> What the task requires
Every line from the one containing "of the floodlight" to the one containing "of the main" in the records below, both included, must be set down exactly, and no other line.

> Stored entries
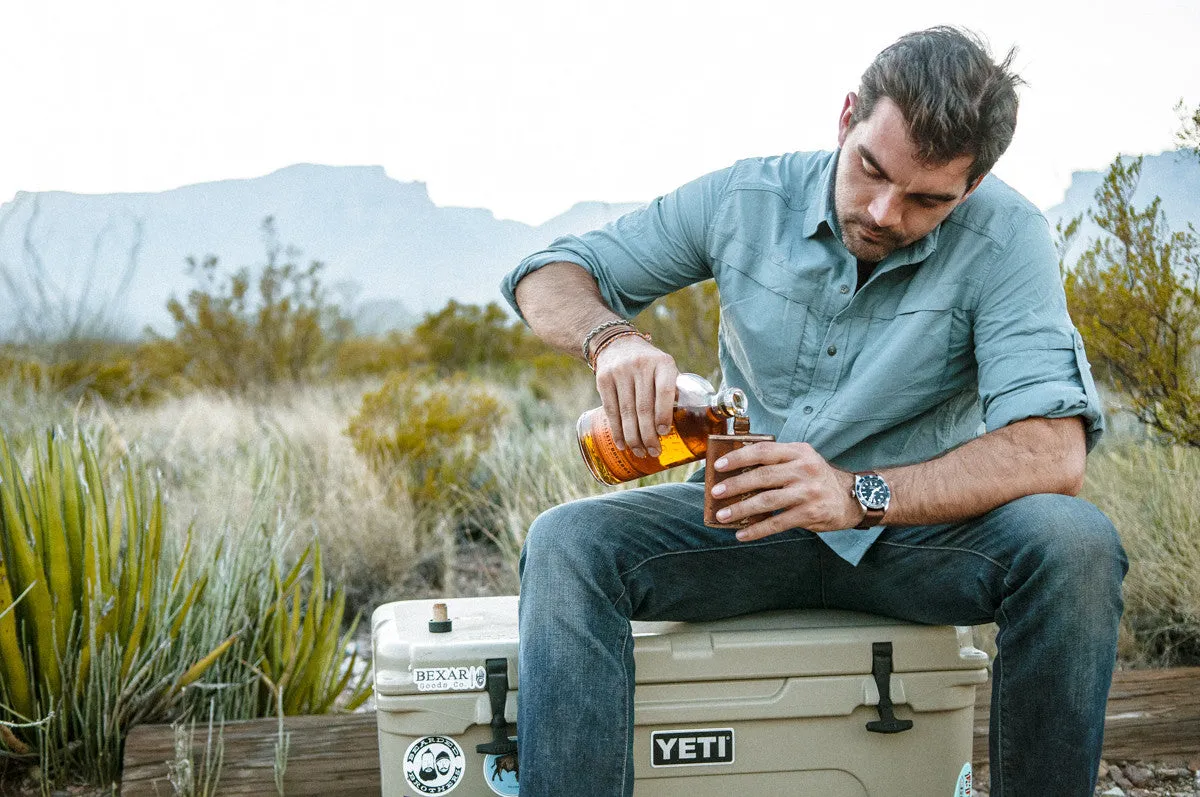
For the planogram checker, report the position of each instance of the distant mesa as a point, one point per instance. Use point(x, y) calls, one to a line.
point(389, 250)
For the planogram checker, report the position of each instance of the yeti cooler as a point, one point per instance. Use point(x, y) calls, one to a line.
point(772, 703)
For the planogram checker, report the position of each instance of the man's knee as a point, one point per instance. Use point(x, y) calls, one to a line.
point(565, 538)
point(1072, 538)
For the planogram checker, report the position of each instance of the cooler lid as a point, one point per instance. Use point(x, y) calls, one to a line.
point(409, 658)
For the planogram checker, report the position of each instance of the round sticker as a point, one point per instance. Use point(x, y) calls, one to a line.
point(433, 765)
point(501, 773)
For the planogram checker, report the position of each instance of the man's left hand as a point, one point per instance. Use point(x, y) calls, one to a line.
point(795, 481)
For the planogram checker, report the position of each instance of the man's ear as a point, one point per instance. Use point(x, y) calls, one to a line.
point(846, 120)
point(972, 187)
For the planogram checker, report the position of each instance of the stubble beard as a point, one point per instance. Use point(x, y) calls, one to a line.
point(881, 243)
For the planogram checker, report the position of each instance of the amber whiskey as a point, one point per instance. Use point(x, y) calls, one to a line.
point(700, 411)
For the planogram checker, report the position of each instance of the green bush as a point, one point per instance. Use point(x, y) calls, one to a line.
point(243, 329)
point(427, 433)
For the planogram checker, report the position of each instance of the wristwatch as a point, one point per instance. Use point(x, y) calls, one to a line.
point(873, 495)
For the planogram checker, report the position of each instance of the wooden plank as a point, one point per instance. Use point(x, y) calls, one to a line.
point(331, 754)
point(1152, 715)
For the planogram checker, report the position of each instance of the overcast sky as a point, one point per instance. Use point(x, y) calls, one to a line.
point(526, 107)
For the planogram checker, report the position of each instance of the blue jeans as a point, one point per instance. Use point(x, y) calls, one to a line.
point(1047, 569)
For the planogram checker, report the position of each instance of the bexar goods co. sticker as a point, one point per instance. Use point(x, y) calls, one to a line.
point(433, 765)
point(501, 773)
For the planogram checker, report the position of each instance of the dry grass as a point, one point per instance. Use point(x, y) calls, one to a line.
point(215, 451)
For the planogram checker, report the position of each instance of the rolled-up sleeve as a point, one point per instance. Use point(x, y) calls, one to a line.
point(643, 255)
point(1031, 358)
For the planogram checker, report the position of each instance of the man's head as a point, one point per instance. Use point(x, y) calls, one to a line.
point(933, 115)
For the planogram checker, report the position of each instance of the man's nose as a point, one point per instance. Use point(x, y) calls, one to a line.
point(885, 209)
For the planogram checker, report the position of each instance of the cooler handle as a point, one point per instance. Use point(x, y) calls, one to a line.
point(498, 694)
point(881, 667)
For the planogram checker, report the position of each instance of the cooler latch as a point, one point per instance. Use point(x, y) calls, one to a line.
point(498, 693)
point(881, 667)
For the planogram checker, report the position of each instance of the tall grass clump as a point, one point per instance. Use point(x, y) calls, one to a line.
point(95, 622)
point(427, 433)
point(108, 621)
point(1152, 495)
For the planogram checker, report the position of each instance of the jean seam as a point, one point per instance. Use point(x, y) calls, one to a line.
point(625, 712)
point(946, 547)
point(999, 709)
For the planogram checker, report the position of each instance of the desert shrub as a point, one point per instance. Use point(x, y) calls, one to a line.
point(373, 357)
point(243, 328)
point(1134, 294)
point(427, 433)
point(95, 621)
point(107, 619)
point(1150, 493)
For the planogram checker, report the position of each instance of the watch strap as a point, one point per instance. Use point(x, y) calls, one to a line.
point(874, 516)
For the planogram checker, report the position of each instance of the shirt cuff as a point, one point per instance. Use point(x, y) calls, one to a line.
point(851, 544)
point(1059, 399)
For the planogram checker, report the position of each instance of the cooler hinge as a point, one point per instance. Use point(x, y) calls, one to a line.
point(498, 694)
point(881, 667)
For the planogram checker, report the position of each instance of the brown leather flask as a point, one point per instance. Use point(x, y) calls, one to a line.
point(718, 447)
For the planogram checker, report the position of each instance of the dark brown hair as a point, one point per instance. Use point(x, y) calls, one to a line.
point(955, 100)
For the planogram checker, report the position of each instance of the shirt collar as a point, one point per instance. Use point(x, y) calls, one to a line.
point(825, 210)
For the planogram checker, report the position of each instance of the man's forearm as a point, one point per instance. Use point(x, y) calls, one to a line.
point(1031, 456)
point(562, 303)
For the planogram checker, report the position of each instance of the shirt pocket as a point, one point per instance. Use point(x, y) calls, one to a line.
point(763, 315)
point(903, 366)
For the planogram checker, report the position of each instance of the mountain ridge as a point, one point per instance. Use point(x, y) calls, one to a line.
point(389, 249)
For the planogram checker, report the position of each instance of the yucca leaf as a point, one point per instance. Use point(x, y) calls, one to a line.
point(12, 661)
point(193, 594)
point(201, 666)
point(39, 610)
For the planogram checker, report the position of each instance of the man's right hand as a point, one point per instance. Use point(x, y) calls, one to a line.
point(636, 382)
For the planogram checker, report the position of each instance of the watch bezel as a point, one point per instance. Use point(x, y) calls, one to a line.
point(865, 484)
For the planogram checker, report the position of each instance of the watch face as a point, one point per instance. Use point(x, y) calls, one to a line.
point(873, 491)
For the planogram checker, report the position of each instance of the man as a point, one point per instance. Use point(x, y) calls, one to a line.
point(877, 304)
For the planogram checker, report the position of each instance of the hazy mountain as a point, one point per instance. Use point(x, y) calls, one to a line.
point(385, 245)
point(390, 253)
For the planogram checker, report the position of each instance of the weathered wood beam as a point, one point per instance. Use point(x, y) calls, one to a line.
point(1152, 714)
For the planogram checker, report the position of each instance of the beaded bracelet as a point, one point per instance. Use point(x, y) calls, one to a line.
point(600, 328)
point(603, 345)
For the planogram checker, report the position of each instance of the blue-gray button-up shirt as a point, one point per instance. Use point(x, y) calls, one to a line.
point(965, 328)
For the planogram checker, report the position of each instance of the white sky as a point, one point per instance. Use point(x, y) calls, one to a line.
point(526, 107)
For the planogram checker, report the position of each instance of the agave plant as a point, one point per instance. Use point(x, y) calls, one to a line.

...

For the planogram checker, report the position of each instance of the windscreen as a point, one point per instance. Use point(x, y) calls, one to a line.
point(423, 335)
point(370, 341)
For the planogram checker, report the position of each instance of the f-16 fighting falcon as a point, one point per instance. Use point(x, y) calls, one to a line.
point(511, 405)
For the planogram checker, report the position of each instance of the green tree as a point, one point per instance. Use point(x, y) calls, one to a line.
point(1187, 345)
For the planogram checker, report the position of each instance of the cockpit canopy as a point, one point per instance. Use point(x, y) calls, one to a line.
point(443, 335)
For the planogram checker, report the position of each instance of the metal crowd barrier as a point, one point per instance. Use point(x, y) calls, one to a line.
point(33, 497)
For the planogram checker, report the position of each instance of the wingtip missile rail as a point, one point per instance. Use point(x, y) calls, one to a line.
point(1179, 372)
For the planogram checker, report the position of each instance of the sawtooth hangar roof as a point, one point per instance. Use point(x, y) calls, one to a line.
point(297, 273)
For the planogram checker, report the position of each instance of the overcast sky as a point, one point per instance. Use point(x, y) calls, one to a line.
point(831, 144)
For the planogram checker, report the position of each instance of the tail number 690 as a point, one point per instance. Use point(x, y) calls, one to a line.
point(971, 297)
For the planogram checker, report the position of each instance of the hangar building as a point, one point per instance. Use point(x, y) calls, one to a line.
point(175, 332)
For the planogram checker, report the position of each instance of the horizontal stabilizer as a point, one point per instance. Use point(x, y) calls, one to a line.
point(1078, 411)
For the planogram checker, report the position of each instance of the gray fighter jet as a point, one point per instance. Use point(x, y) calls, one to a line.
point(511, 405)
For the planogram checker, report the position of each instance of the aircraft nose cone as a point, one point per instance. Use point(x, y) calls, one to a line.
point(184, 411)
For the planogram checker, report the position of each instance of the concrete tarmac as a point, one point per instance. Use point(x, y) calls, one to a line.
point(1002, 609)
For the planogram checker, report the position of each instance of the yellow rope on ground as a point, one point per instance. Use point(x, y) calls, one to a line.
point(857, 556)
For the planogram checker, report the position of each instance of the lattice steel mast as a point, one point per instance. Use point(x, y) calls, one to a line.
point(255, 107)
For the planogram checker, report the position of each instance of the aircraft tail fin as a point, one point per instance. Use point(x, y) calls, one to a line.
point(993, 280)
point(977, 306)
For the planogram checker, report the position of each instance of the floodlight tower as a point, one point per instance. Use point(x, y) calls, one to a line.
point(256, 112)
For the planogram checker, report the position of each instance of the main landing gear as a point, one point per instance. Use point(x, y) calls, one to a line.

> Task output
For the planogram checker, report the position of each instance of the floodlight tower as a point, one point per instance. Use point(x, y) calls, one to a line.
point(256, 112)
For the planogram checker, report the position of each instance of the main landing gear as a point, one point per instance. Use point(x, y) calls, one to a line.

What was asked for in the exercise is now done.